■ Requirements:
Copy the text of every record below word for word, and leave the pictures out of your answer.

*** Records provided ***

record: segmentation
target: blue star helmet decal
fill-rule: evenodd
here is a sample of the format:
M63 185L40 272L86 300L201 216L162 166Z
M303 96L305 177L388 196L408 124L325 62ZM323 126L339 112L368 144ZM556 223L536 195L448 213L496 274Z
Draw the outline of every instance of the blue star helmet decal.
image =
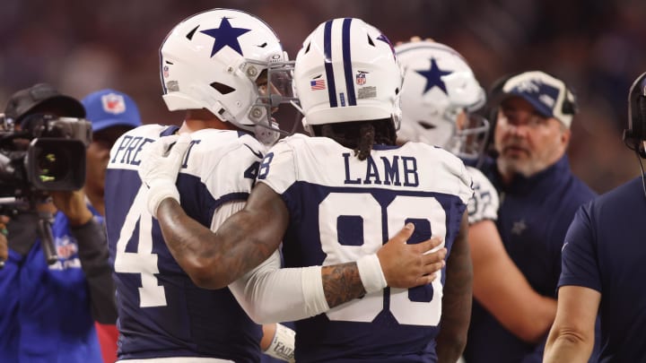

***

■ Full solution:
record: segmentation
target: blue star helmet decal
fill-rule: evenodd
here is a sample of the format:
M63 185L40 272L86 300L201 216L162 166Z
M303 96L305 177L388 196L408 124L325 62ZM323 126L339 112L368 144ZM556 223L536 195L448 213L496 274Z
Draw the outline of every instance of the blue star helmet decal.
image =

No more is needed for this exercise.